#### [SOURCE TEXT]
■ ■ ■ ■
Dagster & OpenAI
The OpenAI library allows you to easily interact with the OpenAI REST API using the OpenAI Python API to build AI steps into your Dagster pipelines. You can also log OpenAI API usage metadata in Dagster Insights, giving you detailed observability on API call credit consumption.
Using this library's OpenAIResource, you can easily interact with the OpenAI REST API via the OpenAI Python API.
When used with Dagster's asset definitions, the resource automatically logs OpenAI usage metadata in asset metadata.
Getting started
Before you get started with the dagster-openai library, we recommend familiarizing yourself with the OpenAI Python API library, which this integration uses to interact with the OpenAI REST API.
Prerequisites
To get started, install the dagster and dagster-openai Python packages:
- uv
- pip
uv add dagster-openai
pip install dagster-openai
Note that you will need an OpenAI API key to use the resource, which can be generated in your OpenAI account.
Connecting to OpenAI
The first step in using OpenAI with Dagster is to tell Dagster how to connect to an OpenAI client using an OpenAI resource. This resource contains the credentials needed to interact with OpenAI API.
We will supply our credentials as environment variables by adding them to a .env file. For more information on setting environment variables in a production setting, see Using environment variables and secrets.
# .env
OPENAI_API_KEY=...
■ ■ ■ ■
#### [ENTRIES SHOWN]
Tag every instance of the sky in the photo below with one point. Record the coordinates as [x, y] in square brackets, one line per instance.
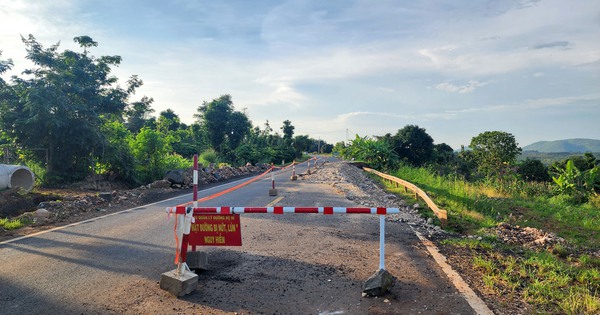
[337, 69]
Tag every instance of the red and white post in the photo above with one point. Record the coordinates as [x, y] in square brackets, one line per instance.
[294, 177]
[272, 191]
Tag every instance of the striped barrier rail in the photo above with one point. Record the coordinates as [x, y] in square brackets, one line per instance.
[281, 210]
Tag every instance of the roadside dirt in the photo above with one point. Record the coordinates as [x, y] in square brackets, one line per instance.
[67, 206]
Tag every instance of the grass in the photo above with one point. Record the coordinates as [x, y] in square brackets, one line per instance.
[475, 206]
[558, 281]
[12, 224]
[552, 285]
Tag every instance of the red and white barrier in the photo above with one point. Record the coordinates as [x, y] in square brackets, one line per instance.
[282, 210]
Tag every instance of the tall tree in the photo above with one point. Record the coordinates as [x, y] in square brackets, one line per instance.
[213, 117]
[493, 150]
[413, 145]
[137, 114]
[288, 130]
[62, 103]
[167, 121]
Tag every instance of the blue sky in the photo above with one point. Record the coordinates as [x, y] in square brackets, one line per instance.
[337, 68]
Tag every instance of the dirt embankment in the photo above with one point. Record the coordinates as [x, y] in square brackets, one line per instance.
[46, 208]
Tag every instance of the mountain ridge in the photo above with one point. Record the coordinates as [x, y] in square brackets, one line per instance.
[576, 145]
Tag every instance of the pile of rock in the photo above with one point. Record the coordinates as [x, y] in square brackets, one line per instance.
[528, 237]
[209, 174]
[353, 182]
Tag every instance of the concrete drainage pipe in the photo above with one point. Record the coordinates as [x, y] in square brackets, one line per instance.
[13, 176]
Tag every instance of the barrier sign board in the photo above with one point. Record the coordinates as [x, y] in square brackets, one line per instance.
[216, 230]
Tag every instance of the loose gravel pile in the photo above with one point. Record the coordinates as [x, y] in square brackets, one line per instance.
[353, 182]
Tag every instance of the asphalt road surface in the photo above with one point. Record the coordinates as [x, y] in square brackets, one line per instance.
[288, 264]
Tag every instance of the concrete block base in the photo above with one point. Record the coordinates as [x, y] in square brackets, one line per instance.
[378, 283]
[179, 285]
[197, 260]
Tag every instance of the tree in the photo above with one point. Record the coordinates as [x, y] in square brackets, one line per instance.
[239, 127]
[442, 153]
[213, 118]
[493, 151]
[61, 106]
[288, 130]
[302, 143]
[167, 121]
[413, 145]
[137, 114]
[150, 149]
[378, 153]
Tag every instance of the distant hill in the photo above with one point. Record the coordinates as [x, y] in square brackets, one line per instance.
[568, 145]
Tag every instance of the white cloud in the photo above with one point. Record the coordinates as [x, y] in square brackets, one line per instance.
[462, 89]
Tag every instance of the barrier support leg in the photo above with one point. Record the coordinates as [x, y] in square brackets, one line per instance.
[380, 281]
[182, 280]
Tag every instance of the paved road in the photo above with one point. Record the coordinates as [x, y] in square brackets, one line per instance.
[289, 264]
■ ■ ■ ■
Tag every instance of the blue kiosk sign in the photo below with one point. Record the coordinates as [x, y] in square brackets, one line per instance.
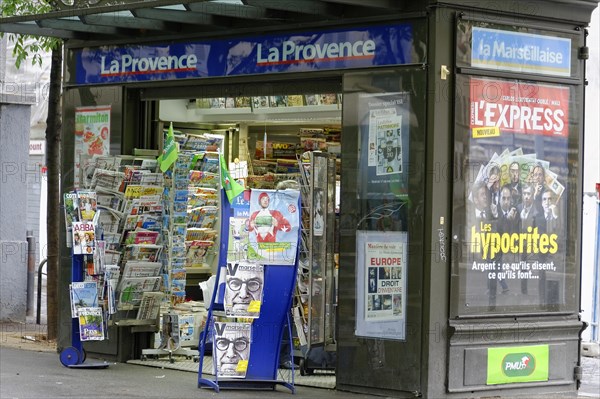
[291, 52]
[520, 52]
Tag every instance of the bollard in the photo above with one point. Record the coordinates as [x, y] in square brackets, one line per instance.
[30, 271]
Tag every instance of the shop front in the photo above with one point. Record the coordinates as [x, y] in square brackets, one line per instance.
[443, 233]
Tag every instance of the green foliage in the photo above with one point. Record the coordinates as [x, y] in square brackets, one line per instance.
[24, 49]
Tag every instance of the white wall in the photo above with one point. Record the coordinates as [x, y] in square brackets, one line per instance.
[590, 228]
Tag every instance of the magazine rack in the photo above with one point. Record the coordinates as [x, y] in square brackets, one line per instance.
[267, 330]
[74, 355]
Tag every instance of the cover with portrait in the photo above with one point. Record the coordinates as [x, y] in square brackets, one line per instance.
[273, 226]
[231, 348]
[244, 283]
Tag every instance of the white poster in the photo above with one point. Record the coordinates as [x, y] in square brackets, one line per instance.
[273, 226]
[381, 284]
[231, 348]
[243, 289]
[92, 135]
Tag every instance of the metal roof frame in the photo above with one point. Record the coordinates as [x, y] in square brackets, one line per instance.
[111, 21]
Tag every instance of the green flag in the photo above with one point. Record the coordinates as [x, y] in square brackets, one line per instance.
■ ■ ■ ■
#### [EXERCISE PROMPT]
Continue the Dagster and OpenAI integration guide from its last line.

#### [WRITTEN REPLY]
Then, we can instruct Dagster to authorize the OpenAI resource using the environment variables:
from dagster_openai import OpenAIResource
from dagster import EnvVar
# Pull API key from environment variables
openai = OpenAIResource(
    api_key=EnvVar("OPENAI_API_KEY"),
)
Using the OpenAI resource with assets
The OpenAI resource can be used in assets in order to interact with the OpenAI API. Note that in this example, we supply our credentials as environment variables directly when instantiating the Definitions object.
from dagster_openai import OpenAIResource
from dagster import AssetExecutionContext, Definitions, EnvVar, asset, define_asset_job
@asset(compute_kind="OpenAI")
def openai_asset(context: AssetExecutionContext, openai: OpenAIResource):
    with openai.get_client(context) as client:
        client.chat.completions.create(
            model="gpt-3.5-turbo",
            messages=[{"role": "user", "content": "Say this is a test."}],
        )
openai_asset_job = define_asset_job(name="openai_asset_job", selection="openai_asset")
defs = Definitions(
    assets=[openai_asset],
    jobs=[openai_asset_job],
    resources={
        "openai": OpenAIResource(api_key=EnvVar("OPENAI_API_KEY")),
    },
)
After materializing your asset, your OpenAI API usage metadata will be available in the Events and Plots tabs of your asset in the Dagster UI. If you are using Dagster+, your usage metadata will also be available in Dagster Insights.
Using the OpenAI resource with ops
The OpenAI resource can also be used in ops.
Currently, the OpenAI resource doesn't (out-of-the-box) log OpenAI usage metadata when used in ops.
from dagster_openai import OpenAIResource
from dagster import Definitions, EnvVar, GraphDefinition, OpExecutionContext, op
@op
def openai_op(context: OpExecutionContext, openai: OpenAIResource):
    with openai.get_client(context) as client:
        client.chat.completions.create(
            model="gpt-3.5-turbo",
            messages=[{"role": "user", "content": "Say this is a test"}],
        )
openai_op_job = GraphDefinition(name="openai_op_job", node_defs=[openai_op]).to_job()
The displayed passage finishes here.